══ Recorded information

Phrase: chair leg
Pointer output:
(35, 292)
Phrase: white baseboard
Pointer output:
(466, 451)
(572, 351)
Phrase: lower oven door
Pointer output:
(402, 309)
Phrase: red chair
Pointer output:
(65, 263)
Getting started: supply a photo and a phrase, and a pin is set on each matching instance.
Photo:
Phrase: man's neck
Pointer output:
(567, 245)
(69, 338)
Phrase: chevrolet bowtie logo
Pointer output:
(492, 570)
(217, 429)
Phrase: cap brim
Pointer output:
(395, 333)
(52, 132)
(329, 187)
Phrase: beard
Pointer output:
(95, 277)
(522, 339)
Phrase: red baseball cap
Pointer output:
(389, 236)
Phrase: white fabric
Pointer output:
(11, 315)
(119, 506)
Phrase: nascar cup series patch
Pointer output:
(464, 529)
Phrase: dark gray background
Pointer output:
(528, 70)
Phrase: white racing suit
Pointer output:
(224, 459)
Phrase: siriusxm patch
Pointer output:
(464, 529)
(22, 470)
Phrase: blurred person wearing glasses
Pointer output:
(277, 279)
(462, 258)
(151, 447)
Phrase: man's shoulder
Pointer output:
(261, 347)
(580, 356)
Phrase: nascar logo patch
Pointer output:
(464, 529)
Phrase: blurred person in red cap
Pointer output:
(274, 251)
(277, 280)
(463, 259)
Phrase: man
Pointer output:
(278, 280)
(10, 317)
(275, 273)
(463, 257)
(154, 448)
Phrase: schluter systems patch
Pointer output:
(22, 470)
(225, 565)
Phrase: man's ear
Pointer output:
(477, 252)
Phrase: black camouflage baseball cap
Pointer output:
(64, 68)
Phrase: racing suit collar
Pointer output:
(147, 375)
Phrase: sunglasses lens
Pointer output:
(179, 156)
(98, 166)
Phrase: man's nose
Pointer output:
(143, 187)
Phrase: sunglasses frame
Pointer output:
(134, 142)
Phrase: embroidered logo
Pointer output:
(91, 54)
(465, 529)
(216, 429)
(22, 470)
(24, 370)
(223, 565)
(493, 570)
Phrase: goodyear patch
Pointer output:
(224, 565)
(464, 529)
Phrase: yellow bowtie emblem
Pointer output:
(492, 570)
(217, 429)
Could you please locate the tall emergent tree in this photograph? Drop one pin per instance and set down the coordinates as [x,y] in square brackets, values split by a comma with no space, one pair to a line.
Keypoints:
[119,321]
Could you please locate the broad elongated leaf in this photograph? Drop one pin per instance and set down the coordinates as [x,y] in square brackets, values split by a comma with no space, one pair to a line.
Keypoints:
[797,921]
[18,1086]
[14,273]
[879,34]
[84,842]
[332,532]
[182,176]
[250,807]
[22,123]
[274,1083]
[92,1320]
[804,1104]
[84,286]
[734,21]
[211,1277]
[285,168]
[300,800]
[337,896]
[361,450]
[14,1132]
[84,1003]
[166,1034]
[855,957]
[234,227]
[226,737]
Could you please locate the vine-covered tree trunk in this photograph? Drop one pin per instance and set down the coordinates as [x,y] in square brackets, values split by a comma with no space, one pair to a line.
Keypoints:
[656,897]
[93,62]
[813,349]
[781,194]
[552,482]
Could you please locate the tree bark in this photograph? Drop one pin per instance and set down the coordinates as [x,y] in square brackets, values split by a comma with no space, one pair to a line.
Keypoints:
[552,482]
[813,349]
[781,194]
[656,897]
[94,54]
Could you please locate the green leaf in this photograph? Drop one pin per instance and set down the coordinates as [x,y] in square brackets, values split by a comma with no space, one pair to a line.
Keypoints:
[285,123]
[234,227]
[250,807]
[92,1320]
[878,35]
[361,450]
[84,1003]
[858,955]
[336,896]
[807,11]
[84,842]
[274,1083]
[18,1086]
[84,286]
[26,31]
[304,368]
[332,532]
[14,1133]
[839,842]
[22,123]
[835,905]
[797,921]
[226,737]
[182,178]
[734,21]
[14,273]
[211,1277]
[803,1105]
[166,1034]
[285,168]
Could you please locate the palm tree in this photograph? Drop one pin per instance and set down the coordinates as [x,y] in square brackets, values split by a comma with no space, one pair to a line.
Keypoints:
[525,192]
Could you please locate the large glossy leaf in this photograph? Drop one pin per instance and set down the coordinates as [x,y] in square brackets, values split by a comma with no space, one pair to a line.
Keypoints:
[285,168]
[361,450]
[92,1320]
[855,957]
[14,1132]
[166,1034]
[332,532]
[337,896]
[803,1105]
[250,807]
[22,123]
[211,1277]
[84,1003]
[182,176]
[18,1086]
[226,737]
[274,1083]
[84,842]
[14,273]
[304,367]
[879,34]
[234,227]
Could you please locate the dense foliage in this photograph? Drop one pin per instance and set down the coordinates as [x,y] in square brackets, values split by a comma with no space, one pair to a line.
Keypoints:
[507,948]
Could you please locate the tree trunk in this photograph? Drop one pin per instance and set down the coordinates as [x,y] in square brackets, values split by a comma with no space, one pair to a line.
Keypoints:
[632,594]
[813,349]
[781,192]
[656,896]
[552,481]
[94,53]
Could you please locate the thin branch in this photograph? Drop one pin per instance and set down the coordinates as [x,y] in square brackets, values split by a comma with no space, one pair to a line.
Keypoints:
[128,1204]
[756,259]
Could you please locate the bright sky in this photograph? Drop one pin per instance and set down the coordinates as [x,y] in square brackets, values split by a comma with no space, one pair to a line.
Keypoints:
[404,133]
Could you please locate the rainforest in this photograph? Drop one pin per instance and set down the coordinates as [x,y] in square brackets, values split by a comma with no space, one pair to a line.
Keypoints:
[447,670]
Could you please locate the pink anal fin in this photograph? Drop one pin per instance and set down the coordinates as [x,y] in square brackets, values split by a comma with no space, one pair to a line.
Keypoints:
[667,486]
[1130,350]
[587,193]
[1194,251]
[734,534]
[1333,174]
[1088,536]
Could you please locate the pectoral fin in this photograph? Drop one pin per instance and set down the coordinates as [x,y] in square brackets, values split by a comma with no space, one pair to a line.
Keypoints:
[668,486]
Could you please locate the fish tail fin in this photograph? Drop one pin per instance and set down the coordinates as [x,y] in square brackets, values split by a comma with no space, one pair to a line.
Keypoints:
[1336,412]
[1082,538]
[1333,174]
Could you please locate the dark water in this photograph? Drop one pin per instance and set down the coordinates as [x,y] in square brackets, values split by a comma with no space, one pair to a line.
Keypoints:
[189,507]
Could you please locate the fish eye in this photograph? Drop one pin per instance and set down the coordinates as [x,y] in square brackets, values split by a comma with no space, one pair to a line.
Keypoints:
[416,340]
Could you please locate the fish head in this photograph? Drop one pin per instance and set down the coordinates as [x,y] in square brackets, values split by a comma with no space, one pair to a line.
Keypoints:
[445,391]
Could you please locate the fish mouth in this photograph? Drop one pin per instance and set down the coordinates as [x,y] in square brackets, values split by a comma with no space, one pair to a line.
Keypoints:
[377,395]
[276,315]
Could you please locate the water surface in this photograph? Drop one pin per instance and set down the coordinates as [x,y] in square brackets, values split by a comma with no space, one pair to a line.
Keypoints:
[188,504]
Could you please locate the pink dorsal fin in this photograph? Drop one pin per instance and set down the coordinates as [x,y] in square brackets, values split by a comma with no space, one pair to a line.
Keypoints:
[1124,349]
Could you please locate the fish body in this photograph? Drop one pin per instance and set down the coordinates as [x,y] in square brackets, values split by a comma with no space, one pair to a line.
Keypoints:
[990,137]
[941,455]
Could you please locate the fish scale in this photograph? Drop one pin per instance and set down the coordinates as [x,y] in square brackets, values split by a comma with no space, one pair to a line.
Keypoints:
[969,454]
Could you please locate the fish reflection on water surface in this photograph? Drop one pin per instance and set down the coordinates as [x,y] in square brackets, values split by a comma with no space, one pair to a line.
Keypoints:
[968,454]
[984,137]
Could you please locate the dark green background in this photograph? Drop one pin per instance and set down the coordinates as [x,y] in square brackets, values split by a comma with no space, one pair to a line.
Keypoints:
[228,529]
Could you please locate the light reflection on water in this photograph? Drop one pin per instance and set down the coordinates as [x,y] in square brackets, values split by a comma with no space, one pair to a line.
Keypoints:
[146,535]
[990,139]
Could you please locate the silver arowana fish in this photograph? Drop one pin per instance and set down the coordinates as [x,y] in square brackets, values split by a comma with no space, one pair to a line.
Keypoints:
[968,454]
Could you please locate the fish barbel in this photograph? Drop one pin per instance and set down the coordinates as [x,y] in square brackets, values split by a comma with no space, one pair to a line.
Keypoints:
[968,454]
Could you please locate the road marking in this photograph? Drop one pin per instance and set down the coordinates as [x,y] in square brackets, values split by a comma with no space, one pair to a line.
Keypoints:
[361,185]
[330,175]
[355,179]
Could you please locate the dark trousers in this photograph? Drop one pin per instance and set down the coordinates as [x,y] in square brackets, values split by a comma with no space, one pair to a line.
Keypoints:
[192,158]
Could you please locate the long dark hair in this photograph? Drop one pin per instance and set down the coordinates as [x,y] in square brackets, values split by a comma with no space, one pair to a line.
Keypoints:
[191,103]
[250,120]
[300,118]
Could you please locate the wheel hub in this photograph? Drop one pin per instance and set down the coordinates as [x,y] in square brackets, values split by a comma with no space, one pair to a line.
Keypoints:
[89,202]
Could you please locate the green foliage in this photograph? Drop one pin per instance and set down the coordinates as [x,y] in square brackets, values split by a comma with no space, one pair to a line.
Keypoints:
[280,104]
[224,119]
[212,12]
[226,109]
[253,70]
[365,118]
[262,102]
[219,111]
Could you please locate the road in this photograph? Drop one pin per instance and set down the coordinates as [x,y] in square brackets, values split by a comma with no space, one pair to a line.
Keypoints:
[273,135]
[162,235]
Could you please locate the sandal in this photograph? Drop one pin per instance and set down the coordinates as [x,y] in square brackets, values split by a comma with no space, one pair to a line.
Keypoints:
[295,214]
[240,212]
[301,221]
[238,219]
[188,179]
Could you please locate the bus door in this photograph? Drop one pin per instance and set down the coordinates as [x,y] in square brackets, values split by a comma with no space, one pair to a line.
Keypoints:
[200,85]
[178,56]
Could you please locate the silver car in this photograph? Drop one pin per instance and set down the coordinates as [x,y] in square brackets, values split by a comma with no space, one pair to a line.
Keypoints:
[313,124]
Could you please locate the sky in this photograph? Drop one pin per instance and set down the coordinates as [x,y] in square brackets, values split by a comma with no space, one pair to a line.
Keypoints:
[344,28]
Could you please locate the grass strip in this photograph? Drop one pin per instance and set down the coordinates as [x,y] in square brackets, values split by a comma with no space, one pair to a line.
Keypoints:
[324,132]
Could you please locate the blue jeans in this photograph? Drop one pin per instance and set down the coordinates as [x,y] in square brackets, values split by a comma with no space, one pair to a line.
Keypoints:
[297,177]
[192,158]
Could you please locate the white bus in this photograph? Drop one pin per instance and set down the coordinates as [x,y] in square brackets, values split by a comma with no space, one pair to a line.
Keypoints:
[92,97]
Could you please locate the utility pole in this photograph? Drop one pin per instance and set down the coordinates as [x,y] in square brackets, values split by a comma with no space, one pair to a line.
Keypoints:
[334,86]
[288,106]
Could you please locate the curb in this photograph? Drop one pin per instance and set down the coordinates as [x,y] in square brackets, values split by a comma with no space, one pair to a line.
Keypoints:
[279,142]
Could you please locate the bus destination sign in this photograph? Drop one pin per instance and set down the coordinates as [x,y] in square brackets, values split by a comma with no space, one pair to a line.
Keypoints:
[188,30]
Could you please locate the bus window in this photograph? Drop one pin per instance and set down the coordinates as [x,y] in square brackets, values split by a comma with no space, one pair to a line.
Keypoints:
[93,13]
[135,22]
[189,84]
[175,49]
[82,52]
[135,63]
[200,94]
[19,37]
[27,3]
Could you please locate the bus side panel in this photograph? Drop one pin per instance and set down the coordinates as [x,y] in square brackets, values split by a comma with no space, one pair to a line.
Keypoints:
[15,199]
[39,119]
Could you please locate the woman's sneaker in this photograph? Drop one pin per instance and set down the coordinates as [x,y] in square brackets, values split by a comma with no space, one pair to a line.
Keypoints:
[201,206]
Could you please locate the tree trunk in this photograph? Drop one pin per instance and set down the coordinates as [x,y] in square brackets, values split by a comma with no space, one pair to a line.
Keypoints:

════

### What to work on
In the listing above, find each line containing "dark" and copy it.

### Reply to the exercise
Phrase: dark gray background
Could you please locate the dark water in this photograph? Drop one pin per instance and set down the coordinates as [x,y] in square brackets, values split by a comma with no space, one pair to a line.
Could you please locate the dark green background in this photograph? Drop one pin per instance and set down the coordinates as [x,y] in square brackets, values split by a comma with no space, one pair to a line.
Could you please locate the dark trousers in this photograph? Drop one pin per instance and set down the coordinates as [x,y] in square brackets, values split by a comma with no space, one pair to a line.
Could you please locate the long dark hair in this photograph? Drop one pin per instance and set down the coordinates as [x,y] in square brackets, values split by a comma with no space, one pair to a line.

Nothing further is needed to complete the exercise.